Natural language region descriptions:
● ● ● ● ●
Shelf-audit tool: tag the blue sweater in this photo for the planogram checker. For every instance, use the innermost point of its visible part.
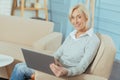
(76, 54)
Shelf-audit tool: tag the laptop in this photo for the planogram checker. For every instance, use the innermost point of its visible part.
(38, 61)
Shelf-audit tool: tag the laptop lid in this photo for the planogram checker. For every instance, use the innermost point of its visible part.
(38, 61)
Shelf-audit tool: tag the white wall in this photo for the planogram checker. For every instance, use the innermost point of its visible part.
(107, 20)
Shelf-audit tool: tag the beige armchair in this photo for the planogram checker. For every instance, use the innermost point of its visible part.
(99, 69)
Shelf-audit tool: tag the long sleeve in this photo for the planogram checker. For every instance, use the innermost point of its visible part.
(59, 52)
(90, 51)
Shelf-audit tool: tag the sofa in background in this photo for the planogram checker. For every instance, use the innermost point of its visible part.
(19, 32)
(99, 69)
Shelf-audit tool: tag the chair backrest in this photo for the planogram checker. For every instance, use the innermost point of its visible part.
(104, 59)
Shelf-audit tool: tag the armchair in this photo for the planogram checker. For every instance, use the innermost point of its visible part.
(99, 69)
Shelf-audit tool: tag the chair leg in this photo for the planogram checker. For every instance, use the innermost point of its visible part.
(33, 77)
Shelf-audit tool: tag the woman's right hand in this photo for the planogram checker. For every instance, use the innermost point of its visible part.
(58, 70)
(58, 63)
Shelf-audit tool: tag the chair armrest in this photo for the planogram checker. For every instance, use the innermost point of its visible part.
(43, 76)
(87, 77)
(51, 42)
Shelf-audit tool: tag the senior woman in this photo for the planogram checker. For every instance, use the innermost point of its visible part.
(74, 55)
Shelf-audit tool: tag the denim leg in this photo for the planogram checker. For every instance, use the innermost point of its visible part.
(21, 72)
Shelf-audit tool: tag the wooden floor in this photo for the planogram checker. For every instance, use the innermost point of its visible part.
(115, 75)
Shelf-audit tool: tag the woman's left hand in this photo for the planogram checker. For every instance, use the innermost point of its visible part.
(58, 70)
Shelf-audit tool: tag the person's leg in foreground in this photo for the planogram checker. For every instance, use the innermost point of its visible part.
(21, 72)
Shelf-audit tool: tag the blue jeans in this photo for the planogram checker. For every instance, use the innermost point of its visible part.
(21, 72)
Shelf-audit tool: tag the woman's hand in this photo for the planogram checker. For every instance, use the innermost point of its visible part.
(58, 70)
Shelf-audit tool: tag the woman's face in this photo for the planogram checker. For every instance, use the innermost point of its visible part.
(78, 20)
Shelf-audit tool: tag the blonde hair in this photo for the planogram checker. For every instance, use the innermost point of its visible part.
(81, 8)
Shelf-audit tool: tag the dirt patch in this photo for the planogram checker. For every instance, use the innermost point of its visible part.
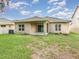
(40, 51)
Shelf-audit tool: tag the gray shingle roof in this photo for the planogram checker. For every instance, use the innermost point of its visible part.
(5, 21)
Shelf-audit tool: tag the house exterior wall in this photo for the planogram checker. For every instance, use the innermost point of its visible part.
(75, 22)
(65, 29)
(5, 30)
(31, 28)
(27, 28)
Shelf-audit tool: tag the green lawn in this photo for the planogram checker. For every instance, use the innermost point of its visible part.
(15, 46)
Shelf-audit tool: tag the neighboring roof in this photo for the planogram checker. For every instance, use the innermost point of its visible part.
(75, 11)
(50, 19)
(5, 21)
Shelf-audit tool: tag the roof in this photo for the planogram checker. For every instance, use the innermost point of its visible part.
(5, 21)
(75, 11)
(50, 19)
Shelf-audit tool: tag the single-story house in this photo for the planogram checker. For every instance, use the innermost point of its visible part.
(6, 26)
(42, 25)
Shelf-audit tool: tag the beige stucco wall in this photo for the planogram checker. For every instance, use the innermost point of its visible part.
(5, 30)
(27, 28)
(64, 28)
(75, 22)
(30, 28)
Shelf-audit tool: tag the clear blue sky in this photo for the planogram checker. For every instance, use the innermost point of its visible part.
(19, 9)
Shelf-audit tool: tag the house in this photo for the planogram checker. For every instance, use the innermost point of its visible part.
(75, 21)
(6, 26)
(42, 25)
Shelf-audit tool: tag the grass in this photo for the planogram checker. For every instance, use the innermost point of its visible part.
(15, 46)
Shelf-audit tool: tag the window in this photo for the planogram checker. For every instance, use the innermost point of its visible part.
(3, 25)
(58, 27)
(21, 27)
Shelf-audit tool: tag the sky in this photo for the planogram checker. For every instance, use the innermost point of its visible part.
(20, 9)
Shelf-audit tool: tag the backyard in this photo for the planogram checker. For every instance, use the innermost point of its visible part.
(52, 46)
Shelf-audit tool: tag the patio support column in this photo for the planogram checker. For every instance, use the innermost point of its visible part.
● ● ● ● ●
ABOUT THIS TASK. Make a word-for-word copy of the entries, without any pictures.

RESPONSE AREA.
Shelf-audit tool: tag the blue sweater in this photo for the planogram checker. For every instance, use the innermost point of its visible part.
(76, 54)
Shelf-audit tool: tag the laptop in this photo for the planogram checker. For every instance, use the innermost point of its visible part.
(38, 61)
Shelf-audit tool: tag the laptop lid in this photo for the planogram checker. For every instance, use the innermost point of its visible part.
(38, 61)
Shelf-audit tool: tag the white wall in this photo for the planogram checker. For every instance, use the innermost point of its visible part.
(107, 20)
Shelf-audit tool: tag the beige armchair in this photo for the planogram checker. For every instance, use the innermost point of its visible part.
(99, 69)
Shelf-audit tool: tag the long sleeve in this photo for the planogram checker. For every instance, use the innermost point of its visible part.
(59, 52)
(90, 51)
Shelf-audit tool: tag the sofa in background in this photo for the planogram checker. For every instance, use the innermost point of its visible part.
(19, 32)
(99, 69)
Shelf-audit tool: tag the chair backrest in this photo for the planogram checker. For every instance, use the innermost point of its visible part.
(104, 59)
Shelf-audit tool: tag the armchair in this photo for the planogram checker. For every instance, use the innermost point of its visible part.
(99, 69)
Shelf-audit tool: tag the chair leg in this photo for the planogram checker. For every instance, use the innermost point of its visible part.
(33, 77)
Shelf-audit tool: tag the woman's right hand in this photo for the planogram checker. For every instance, use the innermost point of its visible part.
(58, 70)
(58, 63)
Shelf-audit tool: tag the chair armrest in this photo for the planogram checker. For every instance, use the innermost point of its visible part.
(43, 76)
(87, 77)
(51, 42)
Shelf-audit tool: tag the senior woman in this photo for the planogram checker. For every instance, use the innermost point of its visible part.
(74, 55)
Shelf-audit tool: tag the denim leg in this photo for the planogram checker. For every instance, use the innermost point of its visible part.
(21, 72)
Shelf-audit tool: tag the wooden floor in this photo for the planogram checker. For every instance, use the innermost point of its visible part.
(115, 75)
Shelf-audit tool: tag the woman's left hand in this photo for the planogram checker. For every instance, use the innermost point of its visible part.
(58, 70)
Shelf-audit tool: tag the person's leg in foreground in this photo for the planogram checker. For every instance, use the innermost point of its visible part.
(21, 72)
Shelf-audit tool: tag the blue jeans in this photo for the planogram checker. For every instance, use the innermost point of its visible part.
(21, 72)
Shelf-audit tool: tag the woman's hand in this photo for the planogram checker. For every instance, use the innermost point of its visible part.
(58, 70)
Shelf-audit tool: tag the woman's face in this photo for the planogram checker. For every instance, use the innermost point of its visible part.
(78, 20)
Shelf-audit tool: tag the blonde hair in this photo for the planogram checker. For every instance, use the innermost point of its visible part.
(81, 8)
Shelf-audit tool: tag the dirt patch in this photo for the planogram checker. For every instance, use the innermost point of its visible part.
(40, 51)
Shelf-audit tool: tag the gray shingle roof in this photo for the planogram checker. For every instance, use the innermost point of its visible part.
(5, 21)
Shelf-audit tool: tag the house exterior wall in this photo for the planogram checker. For every instance, use the innermost point of its visible part.
(75, 22)
(65, 29)
(5, 30)
(31, 28)
(27, 28)
Shelf-audit tool: tag the green lawn in this photo for the planogram checker. For every instance, use the innermost point of its visible part.
(15, 46)
Shelf-audit tool: tag the neighboring roof in this photo for the planogram checker. For every instance, use the innermost point of its visible part.
(75, 11)
(50, 19)
(5, 21)
Shelf-audit tool: tag the roof in this photo for the planogram checker. For every instance, use the innermost point of its visible part.
(5, 21)
(75, 11)
(50, 19)
Shelf-audit tool: tag the single-story house in this photo for the planogram checker. For every instance, use the innermost point of its visible part.
(6, 26)
(42, 25)
Shelf-audit tool: tag the beige stucco wall in this photo for the planogram checker. For every instance, use the innermost point of its visible part.
(5, 30)
(27, 28)
(64, 28)
(75, 22)
(30, 28)
Shelf-audit tool: tag the clear blue sky in this photo for the planogram checker. For every instance, use the innermost point of its visible part.
(19, 9)
Shelf-audit tool: tag the house in this photo for the planogram checker. For every instance, use the innermost point of its visible part.
(75, 21)
(6, 26)
(42, 25)
Shelf-audit tool: tag the grass in this photo for the planogram checker. For every instance, use the innermost point of its visible part.
(15, 46)
Shelf-audit tool: tag the window in this photo for the planogram checker. For every instance, use the innermost point of its visible part.
(3, 25)
(58, 27)
(21, 27)
Shelf-audit tool: tag the sky in this photo for the planogram checker. For every instance, use the innermost point of its visible part.
(20, 9)
Shelf-audit tool: tag the backyard in this photo for the planogram checker. For every instance, use the innermost point of its visible part.
(52, 46)
Shelf-audit tool: tag the patio support column in this photo for the planogram checker. For every instance, use the innermost point of its visible part.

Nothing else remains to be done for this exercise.